- _Fragment_
+++++

Pan minister przeszedł dobry trening. Wie, jak sprzedawać niepopularne informacje. Nie wie jednak, że taka "wiedza" bardzo go kompromituje. Bo co uwzględnił w swojej kalkulacji? Czy tylko śniadania i kolacje? A gdzie obiady i podwieczorki (warzywa i owoce już teraz są drogie, a będą jeszcze droższe)? I co z usługami, co z transportem? To się nie liczy? To nie będzie miało wpływu na ceny żywności?

+++++

Przepisz bez zmian część fragmentu zawartą między słowami „Pan minister przeszedł” a „na ceny żywności?”, włącznie z nimi.

- _Sekcja danych_
+++++

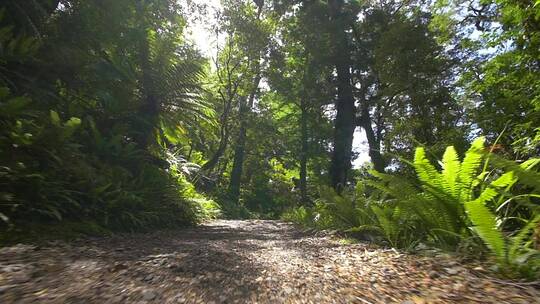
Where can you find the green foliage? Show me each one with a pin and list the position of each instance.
(73, 140)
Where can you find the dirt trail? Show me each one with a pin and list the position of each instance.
(240, 262)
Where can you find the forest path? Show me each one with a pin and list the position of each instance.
(251, 261)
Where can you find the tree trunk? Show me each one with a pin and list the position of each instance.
(344, 124)
(239, 151)
(149, 109)
(303, 152)
(373, 142)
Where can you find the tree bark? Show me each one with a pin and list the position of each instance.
(150, 109)
(344, 123)
(303, 151)
(373, 142)
(239, 151)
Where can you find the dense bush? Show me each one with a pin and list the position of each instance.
(482, 198)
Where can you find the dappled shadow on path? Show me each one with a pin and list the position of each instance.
(237, 262)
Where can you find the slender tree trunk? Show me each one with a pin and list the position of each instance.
(344, 124)
(239, 151)
(373, 142)
(303, 151)
(223, 142)
(149, 109)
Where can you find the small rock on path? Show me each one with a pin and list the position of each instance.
(250, 261)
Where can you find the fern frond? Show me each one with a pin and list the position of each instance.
(426, 172)
(469, 168)
(450, 172)
(485, 224)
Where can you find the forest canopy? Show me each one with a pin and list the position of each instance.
(112, 119)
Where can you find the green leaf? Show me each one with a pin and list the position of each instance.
(55, 118)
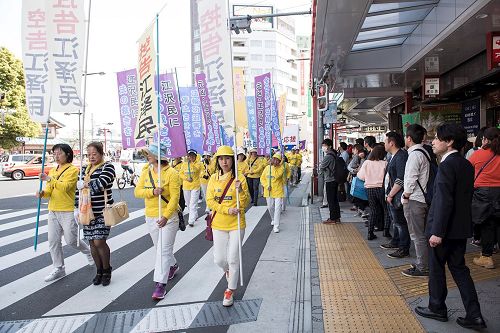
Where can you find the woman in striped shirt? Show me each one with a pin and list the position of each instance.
(98, 177)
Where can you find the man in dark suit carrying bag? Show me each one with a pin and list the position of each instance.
(449, 224)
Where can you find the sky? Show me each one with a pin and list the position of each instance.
(115, 27)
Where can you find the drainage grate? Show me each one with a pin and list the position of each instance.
(158, 319)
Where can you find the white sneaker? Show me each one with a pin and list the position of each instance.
(56, 273)
(90, 259)
(228, 298)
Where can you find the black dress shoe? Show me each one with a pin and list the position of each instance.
(475, 324)
(428, 313)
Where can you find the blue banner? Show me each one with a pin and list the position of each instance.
(192, 118)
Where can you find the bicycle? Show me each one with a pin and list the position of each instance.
(127, 178)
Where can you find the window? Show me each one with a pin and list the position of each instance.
(256, 43)
(256, 57)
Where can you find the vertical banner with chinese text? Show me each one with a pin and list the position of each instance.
(192, 118)
(36, 59)
(172, 128)
(127, 97)
(263, 112)
(216, 54)
(66, 46)
(212, 138)
(147, 121)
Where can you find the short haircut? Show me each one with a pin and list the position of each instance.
(327, 142)
(370, 141)
(416, 132)
(378, 153)
(450, 131)
(98, 146)
(66, 149)
(396, 138)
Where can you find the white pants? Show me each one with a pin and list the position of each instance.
(191, 198)
(274, 207)
(226, 254)
(59, 224)
(165, 252)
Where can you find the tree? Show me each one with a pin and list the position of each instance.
(12, 85)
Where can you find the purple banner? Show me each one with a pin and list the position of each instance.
(212, 138)
(127, 96)
(172, 128)
(191, 116)
(263, 112)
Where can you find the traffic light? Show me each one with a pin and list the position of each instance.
(322, 97)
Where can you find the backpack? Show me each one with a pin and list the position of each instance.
(433, 168)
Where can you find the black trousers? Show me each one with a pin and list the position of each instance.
(451, 252)
(333, 200)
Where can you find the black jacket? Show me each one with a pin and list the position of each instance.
(450, 212)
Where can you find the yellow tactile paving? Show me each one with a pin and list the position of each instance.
(412, 287)
(357, 294)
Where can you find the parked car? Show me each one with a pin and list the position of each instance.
(32, 168)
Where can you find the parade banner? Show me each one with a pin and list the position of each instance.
(216, 56)
(36, 59)
(66, 48)
(172, 128)
(212, 139)
(240, 105)
(127, 96)
(192, 118)
(147, 121)
(263, 112)
(252, 120)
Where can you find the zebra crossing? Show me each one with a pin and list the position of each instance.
(25, 295)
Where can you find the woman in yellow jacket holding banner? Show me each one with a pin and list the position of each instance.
(164, 229)
(272, 179)
(225, 217)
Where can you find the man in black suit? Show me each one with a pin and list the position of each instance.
(449, 224)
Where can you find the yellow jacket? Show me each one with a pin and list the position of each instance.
(222, 220)
(61, 188)
(170, 183)
(256, 166)
(274, 177)
(190, 170)
(207, 171)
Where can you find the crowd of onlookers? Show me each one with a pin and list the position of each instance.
(437, 192)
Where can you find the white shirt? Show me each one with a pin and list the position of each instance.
(448, 154)
(416, 169)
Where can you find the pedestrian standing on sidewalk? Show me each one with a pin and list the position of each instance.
(190, 176)
(486, 199)
(395, 183)
(272, 180)
(372, 173)
(225, 217)
(448, 226)
(417, 173)
(327, 168)
(60, 190)
(98, 178)
(166, 227)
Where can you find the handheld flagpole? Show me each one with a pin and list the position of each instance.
(158, 96)
(82, 114)
(35, 245)
(235, 147)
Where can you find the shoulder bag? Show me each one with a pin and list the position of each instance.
(209, 236)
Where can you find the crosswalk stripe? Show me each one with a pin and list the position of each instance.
(183, 291)
(29, 220)
(94, 299)
(33, 282)
(20, 256)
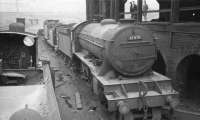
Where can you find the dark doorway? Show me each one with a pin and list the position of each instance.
(159, 65)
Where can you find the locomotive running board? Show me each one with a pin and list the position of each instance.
(127, 89)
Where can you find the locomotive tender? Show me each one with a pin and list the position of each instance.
(117, 59)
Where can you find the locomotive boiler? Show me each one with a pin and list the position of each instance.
(116, 59)
(128, 49)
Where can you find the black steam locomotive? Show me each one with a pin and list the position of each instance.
(116, 59)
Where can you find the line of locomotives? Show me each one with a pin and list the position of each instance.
(26, 87)
(116, 59)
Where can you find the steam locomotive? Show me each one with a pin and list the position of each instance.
(116, 59)
(26, 84)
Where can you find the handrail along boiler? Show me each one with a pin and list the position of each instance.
(117, 58)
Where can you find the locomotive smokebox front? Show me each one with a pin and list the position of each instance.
(129, 49)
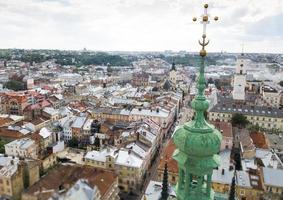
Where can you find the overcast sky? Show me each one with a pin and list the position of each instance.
(140, 25)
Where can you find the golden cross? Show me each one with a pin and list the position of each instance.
(204, 20)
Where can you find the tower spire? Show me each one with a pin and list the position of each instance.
(197, 141)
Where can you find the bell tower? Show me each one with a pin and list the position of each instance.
(197, 141)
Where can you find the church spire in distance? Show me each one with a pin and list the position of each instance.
(197, 141)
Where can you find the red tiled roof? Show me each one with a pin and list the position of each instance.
(259, 140)
(167, 156)
(224, 127)
(66, 176)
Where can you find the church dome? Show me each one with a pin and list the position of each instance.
(193, 141)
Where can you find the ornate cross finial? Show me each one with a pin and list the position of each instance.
(204, 20)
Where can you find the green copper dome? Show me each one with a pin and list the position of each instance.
(195, 143)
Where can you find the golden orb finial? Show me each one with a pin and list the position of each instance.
(205, 18)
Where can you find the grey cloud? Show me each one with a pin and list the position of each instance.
(268, 27)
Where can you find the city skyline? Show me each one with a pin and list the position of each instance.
(135, 25)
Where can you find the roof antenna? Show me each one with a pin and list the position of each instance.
(242, 49)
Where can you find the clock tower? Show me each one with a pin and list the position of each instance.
(239, 83)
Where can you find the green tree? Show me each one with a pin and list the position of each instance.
(239, 120)
(254, 128)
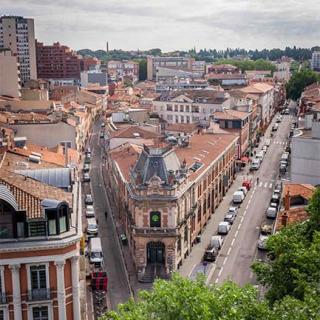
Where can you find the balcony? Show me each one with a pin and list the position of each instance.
(3, 298)
(39, 294)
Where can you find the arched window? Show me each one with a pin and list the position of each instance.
(155, 219)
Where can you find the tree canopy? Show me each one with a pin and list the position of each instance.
(292, 280)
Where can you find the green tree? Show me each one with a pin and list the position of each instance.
(299, 81)
(295, 251)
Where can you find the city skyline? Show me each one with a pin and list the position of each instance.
(237, 23)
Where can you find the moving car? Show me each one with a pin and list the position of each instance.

+++++

- _Rozwiązanie zadania_
Pan minister przeszedł dobry trening. Wie, jak sprzedawać niepopularne informacje. Nie wie jednak, że taka "wiedza" bardzo go kompromituje. Bo co uwzględnił w swojej kalkulacji? Czy tylko śniadania i kolacje? A gdzie obiady i podwieczorki (warzywa i owoce już teraz są drogie, a będą jeszcze droższe)? I co z usługami, co z transportem? To się nie liczy? To nie będzie miało wpływu na ceny żywności?